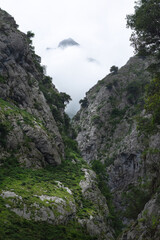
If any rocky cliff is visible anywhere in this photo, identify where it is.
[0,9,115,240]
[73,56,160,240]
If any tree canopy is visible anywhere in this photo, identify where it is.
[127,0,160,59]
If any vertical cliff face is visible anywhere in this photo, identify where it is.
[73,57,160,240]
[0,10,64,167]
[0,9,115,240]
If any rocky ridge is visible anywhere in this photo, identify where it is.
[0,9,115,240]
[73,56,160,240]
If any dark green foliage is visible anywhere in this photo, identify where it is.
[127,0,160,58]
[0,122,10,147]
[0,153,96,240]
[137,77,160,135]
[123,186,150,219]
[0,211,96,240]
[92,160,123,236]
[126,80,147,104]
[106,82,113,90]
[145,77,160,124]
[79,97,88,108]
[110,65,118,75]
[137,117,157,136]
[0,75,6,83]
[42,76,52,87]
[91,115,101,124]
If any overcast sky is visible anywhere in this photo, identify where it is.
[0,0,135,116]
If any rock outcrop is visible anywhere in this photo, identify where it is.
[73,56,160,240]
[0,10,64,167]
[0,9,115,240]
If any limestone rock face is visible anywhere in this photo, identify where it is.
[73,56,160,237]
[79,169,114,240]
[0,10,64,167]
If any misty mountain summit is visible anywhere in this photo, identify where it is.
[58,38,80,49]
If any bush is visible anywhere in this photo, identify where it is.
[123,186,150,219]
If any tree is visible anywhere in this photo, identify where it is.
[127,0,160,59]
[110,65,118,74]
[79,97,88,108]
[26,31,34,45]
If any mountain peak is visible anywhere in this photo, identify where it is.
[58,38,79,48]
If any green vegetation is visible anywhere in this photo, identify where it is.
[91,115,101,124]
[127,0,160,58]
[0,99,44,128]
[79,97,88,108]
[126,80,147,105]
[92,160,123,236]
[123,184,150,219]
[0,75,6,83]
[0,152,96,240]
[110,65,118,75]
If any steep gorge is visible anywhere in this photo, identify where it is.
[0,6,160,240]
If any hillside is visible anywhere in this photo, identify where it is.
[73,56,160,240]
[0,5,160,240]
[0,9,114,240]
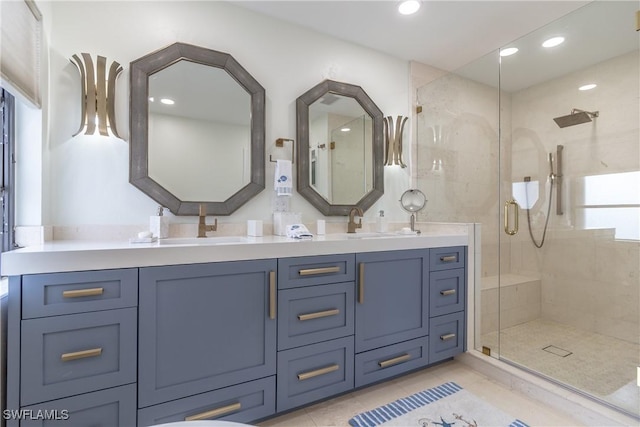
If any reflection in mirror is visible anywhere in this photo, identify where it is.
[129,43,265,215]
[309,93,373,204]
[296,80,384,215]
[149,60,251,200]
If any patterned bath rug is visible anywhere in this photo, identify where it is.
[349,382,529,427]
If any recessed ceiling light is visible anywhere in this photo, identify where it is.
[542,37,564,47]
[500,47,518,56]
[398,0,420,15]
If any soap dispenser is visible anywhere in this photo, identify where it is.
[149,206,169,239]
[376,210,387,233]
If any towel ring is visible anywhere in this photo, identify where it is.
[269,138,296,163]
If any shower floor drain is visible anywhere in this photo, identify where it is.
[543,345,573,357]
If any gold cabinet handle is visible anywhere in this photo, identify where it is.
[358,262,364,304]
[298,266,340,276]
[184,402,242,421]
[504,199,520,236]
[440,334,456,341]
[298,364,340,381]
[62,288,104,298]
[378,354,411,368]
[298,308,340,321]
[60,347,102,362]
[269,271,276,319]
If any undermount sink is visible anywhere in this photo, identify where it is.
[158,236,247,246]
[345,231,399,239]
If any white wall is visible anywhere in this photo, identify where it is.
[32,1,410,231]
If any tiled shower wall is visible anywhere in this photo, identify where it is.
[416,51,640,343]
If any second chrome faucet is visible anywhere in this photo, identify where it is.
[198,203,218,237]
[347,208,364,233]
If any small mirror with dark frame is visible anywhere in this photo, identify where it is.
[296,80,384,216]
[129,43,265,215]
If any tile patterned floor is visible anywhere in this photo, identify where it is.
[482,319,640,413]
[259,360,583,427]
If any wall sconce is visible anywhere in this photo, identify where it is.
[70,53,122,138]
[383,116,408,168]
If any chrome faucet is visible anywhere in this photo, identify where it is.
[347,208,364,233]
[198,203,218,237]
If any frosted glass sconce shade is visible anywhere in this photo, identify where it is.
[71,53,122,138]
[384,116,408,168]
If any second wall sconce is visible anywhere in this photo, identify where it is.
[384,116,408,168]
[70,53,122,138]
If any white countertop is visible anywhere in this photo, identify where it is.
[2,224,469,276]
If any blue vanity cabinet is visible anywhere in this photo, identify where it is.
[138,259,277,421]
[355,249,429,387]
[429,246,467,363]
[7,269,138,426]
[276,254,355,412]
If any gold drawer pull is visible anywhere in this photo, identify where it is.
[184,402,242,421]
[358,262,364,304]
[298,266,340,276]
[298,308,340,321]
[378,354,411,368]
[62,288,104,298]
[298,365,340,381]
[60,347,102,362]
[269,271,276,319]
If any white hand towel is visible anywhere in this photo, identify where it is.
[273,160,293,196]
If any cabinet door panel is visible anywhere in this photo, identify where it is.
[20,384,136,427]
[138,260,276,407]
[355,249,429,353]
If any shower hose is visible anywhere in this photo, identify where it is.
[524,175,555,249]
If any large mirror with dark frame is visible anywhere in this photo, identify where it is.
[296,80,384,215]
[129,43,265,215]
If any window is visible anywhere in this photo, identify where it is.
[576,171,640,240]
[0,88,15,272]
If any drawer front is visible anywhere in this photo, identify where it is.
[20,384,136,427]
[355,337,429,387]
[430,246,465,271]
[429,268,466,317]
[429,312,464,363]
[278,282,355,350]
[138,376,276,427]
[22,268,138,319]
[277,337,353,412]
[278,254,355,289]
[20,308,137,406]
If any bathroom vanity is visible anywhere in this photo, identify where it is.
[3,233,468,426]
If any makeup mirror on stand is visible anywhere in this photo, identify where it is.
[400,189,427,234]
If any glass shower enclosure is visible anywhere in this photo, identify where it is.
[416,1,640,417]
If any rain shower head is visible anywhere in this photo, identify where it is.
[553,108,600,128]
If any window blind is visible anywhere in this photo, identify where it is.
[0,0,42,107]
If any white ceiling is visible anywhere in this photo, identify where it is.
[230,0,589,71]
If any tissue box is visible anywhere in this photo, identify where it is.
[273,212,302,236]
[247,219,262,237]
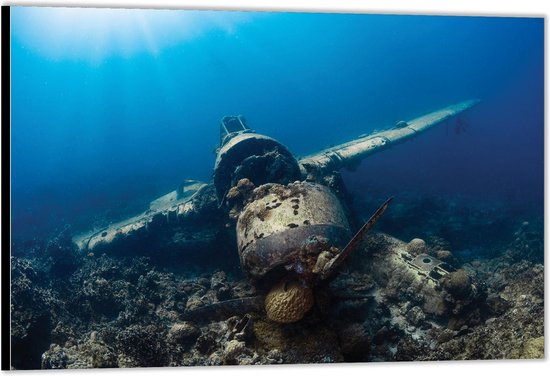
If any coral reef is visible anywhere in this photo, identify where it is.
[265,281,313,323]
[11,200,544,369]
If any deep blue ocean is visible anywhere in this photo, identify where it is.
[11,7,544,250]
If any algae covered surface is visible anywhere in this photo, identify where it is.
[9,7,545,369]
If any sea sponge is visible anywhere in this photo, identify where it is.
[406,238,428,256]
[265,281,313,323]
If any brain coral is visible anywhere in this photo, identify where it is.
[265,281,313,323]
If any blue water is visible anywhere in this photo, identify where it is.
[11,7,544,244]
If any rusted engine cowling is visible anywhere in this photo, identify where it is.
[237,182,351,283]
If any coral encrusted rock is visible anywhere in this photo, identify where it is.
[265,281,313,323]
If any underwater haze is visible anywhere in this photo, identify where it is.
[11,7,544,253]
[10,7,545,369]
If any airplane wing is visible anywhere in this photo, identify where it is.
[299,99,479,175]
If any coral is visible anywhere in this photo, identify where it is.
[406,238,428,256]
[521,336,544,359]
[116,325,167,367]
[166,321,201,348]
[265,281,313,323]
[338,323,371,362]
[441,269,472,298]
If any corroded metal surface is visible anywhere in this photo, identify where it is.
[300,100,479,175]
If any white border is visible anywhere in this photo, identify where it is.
******************************
> [TASK]: Rewrite all of the rows above, replacing "identify where it is" with "mark its location" wherever it occurs and changing nothing else. Leave the pictures out.

> [THE OUTPUT]:
If any rocky cliff is visible anywhere in this photo, mark its location.
[0,9,115,240]
[73,56,160,240]
If any tree canopy is visible anywhere in this photo, mark its location.
[127,0,160,59]
If any vertical cliff face is visible anywhere in this photo, mark its location.
[73,57,160,240]
[0,10,64,167]
[0,9,115,240]
If any rocky ridge is visible anywhere in this photo, mark its location.
[0,9,115,240]
[73,56,160,240]
If any dark green foliage is visible anywhere in this photo, mark its location.
[127,0,160,58]
[0,122,10,147]
[0,153,96,240]
[137,77,160,135]
[123,186,150,219]
[0,211,96,240]
[92,160,123,236]
[126,80,147,104]
[106,82,113,90]
[145,77,160,124]
[79,97,88,108]
[110,65,118,75]
[137,117,157,136]
[0,75,6,83]
[42,76,52,87]
[91,115,101,124]
If any overcast sky is visible anywhere in this photo, mark its location.
[0,0,135,116]
If any rock outcrop is visible anywhere in this photo, mark its location.
[73,56,160,240]
[0,10,64,167]
[0,9,115,240]
If any limestone rock face is visible anywhere in this photo, mark its location.
[73,56,160,237]
[79,169,114,240]
[0,10,64,167]
If any misty mountain summit is visible anywhere in this photo, mark its location.
[58,38,80,49]
If any bush is visible anywhere in this photo, mark its location.
[123,186,150,219]
If any tree is visible anywhere in this photo, mark its location.
[127,0,160,59]
[110,65,118,74]
[79,97,88,108]
[26,31,34,45]
If any mountain peak is visible anywhere in this photo, mark its location.
[58,38,79,48]
If any green vegetation is visible anywhere in this photo, mark its location.
[91,115,101,124]
[127,0,160,58]
[0,99,44,128]
[79,97,88,108]
[126,80,147,105]
[92,160,123,236]
[123,184,150,219]
[0,75,6,83]
[0,152,96,240]
[110,65,118,75]
If any steep gorge is visible anywhere in this photo, mark its location.
[0,6,160,240]
If any hillside is visible anywhere in this photo, mark its location.
[73,56,160,240]
[0,5,160,240]
[0,9,114,240]
If any reflection in mirror is visible anywhere in this photo, mark its location.
[129,43,265,215]
[309,93,373,204]
[296,80,384,215]
[149,60,251,200]
If any patterned bath rug is visible anywhere in this photo, mark its location.
[349,382,529,427]
If any recessed ceiling light is visible anywhere in this photo, mark its location.
[542,37,564,47]
[500,47,518,56]
[398,0,420,15]
If any soap dispenser is visible anywhere in this photo, mark its location.
[149,206,169,239]
[376,210,387,233]
If any towel ring is visible anywhere in this photo, mark its location.
[269,138,296,163]
If any shower floor drain is visible anywhere in this photo, mark its location.
[543,345,573,357]
If any gold cabinet handle is visible anywhere in this photo, mark its location.
[358,262,364,304]
[298,266,340,276]
[184,402,242,421]
[504,199,520,236]
[440,334,456,341]
[298,364,340,381]
[62,288,104,298]
[378,354,411,368]
[298,308,340,321]
[60,347,102,362]
[269,271,276,319]
If any undermount sink is visible anywhere in this photo, mark its location.
[158,236,247,246]
[345,231,399,239]
If any white wall is visible anywhere in this photo, mark its location.
[32,1,410,231]
If any tiled shower wall is visible anywhere in this photo, mark its location.
[416,51,640,343]
If any second chrome faucet is visible anywhere in this photo, mark its location.
[198,203,218,237]
[347,208,364,233]
If any small mirror with dark frame is visible anywhere in this photo, mark its location.
[296,80,384,216]
[129,43,265,215]
If any tile patterned floor is visible anywhere in this photo, mark its location.
[482,319,640,413]
[259,360,583,427]
If any wall sconce is visible anywhere in this photo, mark its location.
[70,53,122,138]
[383,116,408,168]
If any chrome faucet is visible anywhere in this photo, mark its location.
[347,208,364,233]
[198,203,218,237]
If any frosted glass sconce shade is visible anywhere in this photo, mark its location.
[71,53,122,138]
[384,116,408,168]
If any second wall sconce is visible anywhere in this photo, mark its location.
[384,116,408,168]
[70,53,122,138]
If any white countertop is visible anywhere in this photo, mark its location.
[2,224,469,276]
If any blue vanity cabinet is visible anywhere in this photo, mark its location.
[138,259,277,421]
[355,249,429,387]
[429,246,467,363]
[7,269,138,426]
[276,254,355,412]
If any gold drawer pull is visible anywhere in this photo, mark its location.
[184,402,242,421]
[358,262,364,304]
[298,266,340,276]
[298,308,340,321]
[378,354,411,368]
[62,288,104,298]
[298,365,340,381]
[60,347,102,362]
[269,271,276,319]
If any white hand towel is visible anywhere in this photo, mark its location.
[273,160,293,196]
If any cabinet door panel is visible anywhere in this photo, mark its location.
[20,384,136,427]
[138,260,276,407]
[355,249,429,353]
If any shower hose is visible anywhere in this photo, mark its location.
[524,175,555,249]
If any large mirror with dark frame is visible anywhere in this photo, mark its location.
[296,80,384,215]
[129,43,265,215]
If any window is visible anywhere in this photo, mark its location.
[576,171,640,240]
[0,88,15,272]
If any drawer front is visible anywhere in this photo, mark its location.
[20,384,136,427]
[355,337,429,387]
[430,246,465,271]
[429,268,466,317]
[429,312,464,363]
[278,282,355,350]
[138,376,276,427]
[22,268,138,319]
[277,337,353,412]
[278,254,355,289]
[20,308,137,406]
If any bathroom vanity is visible anywhere in this photo, mark its location.
[3,233,468,426]
If any makeup mirror on stand is visible anywhere in this photo, mark its location.
[400,189,427,234]
If any glass shower enclosure is visible anywhere in this photo, mark its location.
[416,1,640,417]
If any rain shower head is visible anywhere in this photo, mark its location.
[553,108,600,128]
If any window blind is visible anywhere in this photo, mark its location.
[0,0,42,107]
If any white ceiling is visible anywhere in this photo, mark its location.
[230,0,589,71]
If any tissue box is visible anywhere in this photo, mark its location.
[273,212,302,236]
[247,219,262,237]
If any coral reef is visible anywhere in this photo, mark its location.
[265,281,313,323]
[11,200,544,369]
If any deep blue ocean is visible anywhere in this photo, mark its location.
[11,7,544,250]
If any algae covered surface is visible anywhere in this photo, mark its location.
[9,7,545,369]
If any sea sponge is visible anywhere in this photo, mark its location.
[406,238,428,256]
[265,281,313,323]
If any brain coral is visible anywhere in this photo, mark its location.
[265,281,313,323]
If any blue water is visible anywhere in this photo, mark its location.
[11,7,544,244]
If any rusted engine cowling is visible anywhere in this photo, mark its location.
[237,182,351,283]
If any coral encrusted rock is visible anywhere in this photo, mark its location.
[265,281,313,323]
If any underwater haze is visible anywhere in this photo, mark its location.
[11,7,544,253]
[10,7,545,369]
If any airplane wing is visible anywhere in this photo, mark its location.
[299,99,479,175]
If any coral is visible anywhere in this photo, mark its location.
[406,238,428,256]
[521,336,544,359]
[116,325,167,367]
[166,321,201,348]
[265,281,313,323]
[338,323,371,362]
[441,269,472,298]
If any corroded metal surface is visible anywhere in this photo, mark its location.
[300,100,479,175]
If any white border is visible anywhere in this photo, mark its location.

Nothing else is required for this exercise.